**AIM**
Put the lines of each item below into a numbered list, leaving out any blank lines.

[Saved entries]

☆ ☆ ☆

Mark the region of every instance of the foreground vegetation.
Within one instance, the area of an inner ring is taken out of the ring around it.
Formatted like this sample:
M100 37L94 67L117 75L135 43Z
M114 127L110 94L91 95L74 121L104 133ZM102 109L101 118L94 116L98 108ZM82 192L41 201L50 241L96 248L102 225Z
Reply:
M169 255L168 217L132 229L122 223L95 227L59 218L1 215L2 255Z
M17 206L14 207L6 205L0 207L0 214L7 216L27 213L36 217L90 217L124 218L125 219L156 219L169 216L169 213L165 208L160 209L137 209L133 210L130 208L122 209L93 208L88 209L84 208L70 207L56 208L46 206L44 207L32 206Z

☆ ☆ ☆

**ANSWER**
1. Mark the region of every instance of the foreground vegetation.
2. Within one instance, the area of an inner ring is taken out of the ring around it.
3. Formatted like this sample:
4. M100 37L94 67L117 75L135 43Z
5. M114 127L110 94L91 95L74 121L104 133ZM102 109L101 118L94 116L98 108ZM82 192L41 201L50 241L96 248L102 225Z
6. Reply:
7. M169 255L168 217L132 229L122 223L95 227L59 218L1 215L2 255Z
8. M17 206L14 207L6 205L0 207L0 214L7 216L27 213L36 217L90 217L124 218L125 219L156 219L169 216L169 213L165 208L160 209L137 209L133 210L130 208L122 209L93 208L88 209L84 208L70 207L56 208L46 206L44 207L32 206Z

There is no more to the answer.